= Exercise prompt =
An exact transcription of all the records is required, minus the images.

Image-grounded pointing data:
* * * * * * *
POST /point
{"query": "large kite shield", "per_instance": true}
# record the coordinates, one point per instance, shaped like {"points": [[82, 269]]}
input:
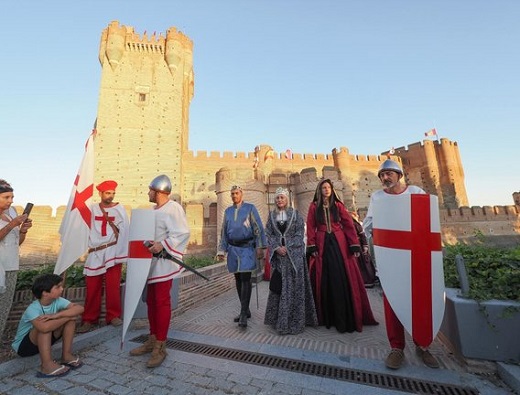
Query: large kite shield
{"points": [[142, 228], [408, 251]]}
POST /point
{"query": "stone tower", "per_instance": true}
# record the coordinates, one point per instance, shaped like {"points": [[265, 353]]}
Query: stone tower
{"points": [[142, 121]]}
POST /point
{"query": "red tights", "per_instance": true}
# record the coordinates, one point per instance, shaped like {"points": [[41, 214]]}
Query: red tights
{"points": [[159, 304]]}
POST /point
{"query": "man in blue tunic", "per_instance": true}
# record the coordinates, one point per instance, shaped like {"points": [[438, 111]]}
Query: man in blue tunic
{"points": [[243, 240]]}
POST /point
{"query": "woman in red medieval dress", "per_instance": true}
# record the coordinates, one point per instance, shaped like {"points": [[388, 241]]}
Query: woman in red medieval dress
{"points": [[332, 243]]}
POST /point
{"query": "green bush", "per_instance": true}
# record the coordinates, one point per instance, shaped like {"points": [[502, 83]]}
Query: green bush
{"points": [[493, 273], [73, 278]]}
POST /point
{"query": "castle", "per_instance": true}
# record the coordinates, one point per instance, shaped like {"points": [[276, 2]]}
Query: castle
{"points": [[147, 84]]}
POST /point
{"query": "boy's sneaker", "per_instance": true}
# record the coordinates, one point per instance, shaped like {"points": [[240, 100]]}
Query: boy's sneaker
{"points": [[85, 327], [395, 359], [116, 322]]}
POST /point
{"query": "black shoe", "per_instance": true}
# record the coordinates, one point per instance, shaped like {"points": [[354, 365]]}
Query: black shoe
{"points": [[242, 321], [237, 318]]}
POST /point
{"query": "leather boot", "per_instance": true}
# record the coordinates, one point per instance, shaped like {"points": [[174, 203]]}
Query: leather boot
{"points": [[244, 303], [158, 355], [145, 348]]}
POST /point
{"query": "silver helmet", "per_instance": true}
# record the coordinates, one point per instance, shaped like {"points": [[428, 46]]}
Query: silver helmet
{"points": [[389, 165], [161, 184]]}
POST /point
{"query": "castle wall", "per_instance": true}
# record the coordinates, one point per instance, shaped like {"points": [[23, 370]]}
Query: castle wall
{"points": [[147, 84], [142, 121]]}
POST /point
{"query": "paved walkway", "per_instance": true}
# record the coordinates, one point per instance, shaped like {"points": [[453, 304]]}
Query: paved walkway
{"points": [[108, 369]]}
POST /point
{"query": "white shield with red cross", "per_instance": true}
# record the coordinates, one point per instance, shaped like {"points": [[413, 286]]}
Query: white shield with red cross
{"points": [[407, 245], [142, 228]]}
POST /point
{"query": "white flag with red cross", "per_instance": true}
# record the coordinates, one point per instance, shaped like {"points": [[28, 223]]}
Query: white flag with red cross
{"points": [[142, 229], [76, 222], [408, 251]]}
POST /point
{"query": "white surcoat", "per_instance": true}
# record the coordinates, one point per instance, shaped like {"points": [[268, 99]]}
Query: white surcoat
{"points": [[101, 233], [171, 229]]}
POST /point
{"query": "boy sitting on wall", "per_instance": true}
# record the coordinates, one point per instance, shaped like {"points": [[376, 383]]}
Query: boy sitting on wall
{"points": [[46, 320]]}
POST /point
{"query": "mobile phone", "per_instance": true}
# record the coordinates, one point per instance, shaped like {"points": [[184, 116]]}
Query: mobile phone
{"points": [[27, 209]]}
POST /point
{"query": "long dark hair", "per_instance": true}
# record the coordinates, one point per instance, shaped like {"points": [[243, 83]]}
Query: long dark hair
{"points": [[318, 199]]}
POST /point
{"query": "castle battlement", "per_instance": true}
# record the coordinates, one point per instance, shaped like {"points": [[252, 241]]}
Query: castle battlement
{"points": [[147, 84]]}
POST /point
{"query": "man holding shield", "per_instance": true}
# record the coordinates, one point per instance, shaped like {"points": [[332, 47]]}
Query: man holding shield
{"points": [[170, 242], [390, 175]]}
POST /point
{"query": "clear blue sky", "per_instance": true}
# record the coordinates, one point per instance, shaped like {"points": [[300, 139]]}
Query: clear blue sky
{"points": [[299, 74]]}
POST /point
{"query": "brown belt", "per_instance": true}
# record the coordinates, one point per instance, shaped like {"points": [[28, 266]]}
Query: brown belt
{"points": [[102, 247]]}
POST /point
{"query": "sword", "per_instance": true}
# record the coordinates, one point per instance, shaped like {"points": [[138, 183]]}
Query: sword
{"points": [[148, 244], [181, 263], [258, 267]]}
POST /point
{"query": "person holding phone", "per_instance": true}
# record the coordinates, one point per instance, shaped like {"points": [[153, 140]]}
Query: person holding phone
{"points": [[13, 231]]}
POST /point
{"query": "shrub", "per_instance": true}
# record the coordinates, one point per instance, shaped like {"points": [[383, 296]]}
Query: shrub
{"points": [[74, 276], [493, 272]]}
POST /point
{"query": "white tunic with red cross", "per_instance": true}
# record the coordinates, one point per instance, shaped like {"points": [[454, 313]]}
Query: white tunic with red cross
{"points": [[101, 233], [171, 230]]}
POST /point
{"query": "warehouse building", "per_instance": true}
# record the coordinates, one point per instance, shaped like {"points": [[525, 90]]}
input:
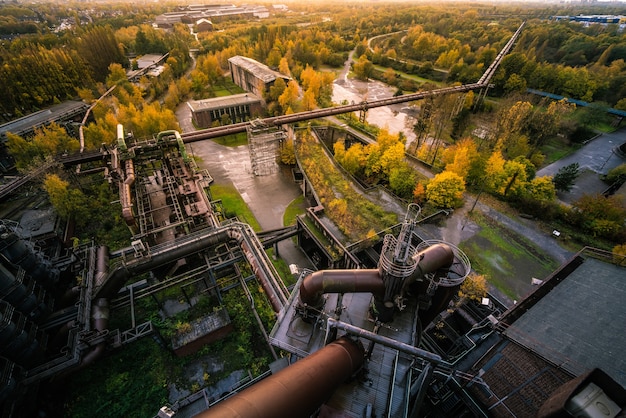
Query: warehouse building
{"points": [[238, 107], [252, 75]]}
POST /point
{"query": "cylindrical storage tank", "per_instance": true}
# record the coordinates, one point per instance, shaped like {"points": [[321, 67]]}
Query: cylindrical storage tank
{"points": [[21, 253], [434, 258], [316, 284], [296, 391], [102, 265]]}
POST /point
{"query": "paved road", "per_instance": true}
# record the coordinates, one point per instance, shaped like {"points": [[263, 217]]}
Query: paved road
{"points": [[595, 158], [267, 196]]}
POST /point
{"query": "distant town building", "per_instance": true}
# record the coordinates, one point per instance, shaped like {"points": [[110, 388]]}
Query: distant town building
{"points": [[239, 108], [212, 12], [204, 25], [252, 75], [593, 19]]}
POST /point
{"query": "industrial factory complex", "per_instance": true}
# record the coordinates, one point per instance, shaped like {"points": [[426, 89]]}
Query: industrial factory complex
{"points": [[376, 331]]}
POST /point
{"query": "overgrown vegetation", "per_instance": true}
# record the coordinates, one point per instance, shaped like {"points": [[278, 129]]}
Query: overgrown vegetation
{"points": [[354, 214], [507, 260]]}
* * * * * * *
= Result of this task =
POST /point
{"query": "large kite shield", "per_instance": true}
# record the coordinates, one point per instance, shaped like {"points": [[82, 269]]}
input:
Query: large kite shield
{"points": [[142, 228], [408, 251]]}
POST /point
{"query": "stone tower", "per_instance": true}
# record the coordinates, one point per instance, shaped like {"points": [[265, 353]]}
Query: stone tower
{"points": [[142, 121]]}
POST /point
{"query": "red tights", "per_instance": true}
# record the coordinates, one point per instance, shaped like {"points": [[41, 214]]}
Query: red tights
{"points": [[159, 304]]}
POST /point
{"query": "man in blue tunic", "per_instance": true}
# record the coordinates, one point per instance, shaped like {"points": [[438, 111]]}
Query: man in blue tunic
{"points": [[243, 240]]}
POST /point
{"query": "woman in red medieval dress", "per_instance": true}
# record the coordinates, one point per instance, shaped like {"points": [[388, 241]]}
Query: woman in red medieval dress
{"points": [[332, 243]]}
POST /point
{"query": "green bush", "per_instance": true}
# record the coordinates, one point per instance, shaped like {"points": [[502, 83]]}
Query: green bush
{"points": [[493, 273], [73, 278]]}
POST /point
{"query": "castle", "per_instance": true}
# record the coordinates, one point per instance, shaped like {"points": [[276, 2]]}
Query: castle
{"points": [[147, 84]]}
POST /point
{"query": "boy's sneaker", "per_instance": true}
# record the coordinates, one point per instance, shaped like {"points": [[240, 100]]}
Query: boy's sneaker
{"points": [[85, 327], [395, 359], [116, 322]]}
POST /point
{"query": "black shoe", "per_instance": true}
# record the coordinates, one point per instance, shaped like {"points": [[354, 365]]}
Query: black shoe
{"points": [[242, 321], [237, 318]]}
POST /point
{"query": "leather boot", "per_instance": true}
# record the coordinates, one point per instance, shaped like {"points": [[174, 203]]}
Query: leather boot
{"points": [[244, 303], [158, 355], [145, 348]]}
POST /point
{"query": "silver helmet", "per_instance": true}
# record the coordinates, one point per instance, shaped like {"points": [[428, 46]]}
Query: silver helmet
{"points": [[389, 165], [161, 184]]}
POST /point
{"query": "castle wall", "per_instance": true}
# record the coordinates, one point per instance, shaped like {"points": [[23, 370]]}
Query: castle wall
{"points": [[147, 84], [142, 121]]}
POST /point
{"query": "paved walkway", "per_instance": true}
# record the coordinates, one point per instance, shaped like {"points": [[453, 304]]}
Query: paved walkway
{"points": [[108, 369]]}
POST /point
{"query": "white shield with red cross", "per_instance": true}
# record the coordinates, one point per instance, shaped like {"points": [[413, 286]]}
Query: white shield with red cross
{"points": [[407, 245], [142, 228]]}
POST /point
{"query": "white flag with red cross", "per_instance": true}
# record the coordinates, one point per instance, shaped like {"points": [[28, 223]]}
Query: white flag with red cross
{"points": [[142, 229], [76, 222], [408, 251]]}
POST /point
{"query": "white surcoat", "per_instance": true}
# record the coordinates, one point per instance, shaped like {"points": [[268, 99]]}
Query: white surcoat
{"points": [[101, 233], [171, 229]]}
POST /point
{"query": "boy sitting on wall", "per_instance": true}
# record the coordinates, one point per instance, shaped like {"points": [[376, 383]]}
Query: boy sitting on wall
{"points": [[46, 320]]}
POST /point
{"query": "mobile phone", "per_instance": true}
# record the coordinates, one point per instance, shaped like {"points": [[184, 116]]}
Query: mobile phone
{"points": [[27, 209]]}
POST /point
{"query": "long dark hair", "per_instance": true}
# record the coordinates, one point per instance, shaped like {"points": [[243, 83]]}
Query: long dark hair
{"points": [[318, 199]]}
POST /point
{"query": "castle battlement", "per_instance": true}
# record the coordinates, one point per instance, shaped like {"points": [[252, 241]]}
Query: castle battlement
{"points": [[147, 84]]}
POST /point
{"query": "man holding shield", "per_instance": true}
# record the coordinates, one point per instance, shaped like {"points": [[332, 47]]}
Query: man holding shield
{"points": [[170, 242], [390, 175]]}
POST /point
{"query": "clear blue sky", "per_instance": true}
# record the coordinates, one point per instance, shaped like {"points": [[300, 139]]}
Query: clear blue sky
{"points": [[299, 74]]}
POST /point
{"query": "brown belt", "per_instance": true}
# record the coordinates, one point per instance, shaped like {"points": [[28, 266]]}
Query: brown belt
{"points": [[102, 247]]}
POST /point
{"query": "sword", "per_instance": true}
# record the coordinates, one point per instance, shaped like {"points": [[138, 183]]}
Query: sword
{"points": [[148, 244], [181, 263], [258, 267]]}
POST /point
{"query": "person holding phone", "per_instance": true}
# record the coordinates, one point per instance, shaped like {"points": [[153, 140]]}
Query: person holding phone
{"points": [[13, 231]]}
POST /point
{"query": "shrub", "per_instance": true}
# record the coordinates, one point per instance, shaped like {"points": [[383, 296]]}
Query: shrub
{"points": [[74, 276], [493, 272]]}
POST /point
{"query": "white tunic with red cross", "per_instance": true}
# record the coordinates, one point per instance, shaped like {"points": [[454, 313]]}
Query: white tunic with red cross
{"points": [[101, 233], [171, 230]]}
POST /point
{"query": "warehouse building", "per_instance": true}
# record the coordinates, one point per instance, shaped like {"points": [[525, 90]]}
input:
Query: warehouse building
{"points": [[238, 107], [252, 75]]}
POST /point
{"query": "cylindrical storage tank", "per_instance": true}
# record the coordinates, one point per instance, shaped like {"points": [[321, 67]]}
Query: cylindrical storage tank
{"points": [[21, 253], [434, 258], [316, 284], [296, 391], [102, 265]]}
POST /point
{"query": "paved road", "per_instance": true}
# record the coordinates, one point per instance, shaped like {"points": [[263, 217]]}
Query: paved road
{"points": [[595, 158], [267, 196]]}
POST /point
{"query": "distant town building", "per_instance": true}
# record the coordinates, one point per instance, shaped like {"points": [[110, 388]]}
Query: distant town building
{"points": [[239, 108], [212, 12], [204, 25], [252, 75], [593, 19]]}
POST /point
{"query": "industrial factory complex", "per_instance": true}
# record the coordinates, one point per instance, shaped like {"points": [[426, 89]]}
Query: industrial factory complex
{"points": [[376, 331]]}
POST /point
{"query": "overgrown vegetation", "per_instance": true}
# record the coordinates, one point per instance, shaped like {"points": [[278, 129]]}
Query: overgrown vegetation
{"points": [[354, 214], [507, 260]]}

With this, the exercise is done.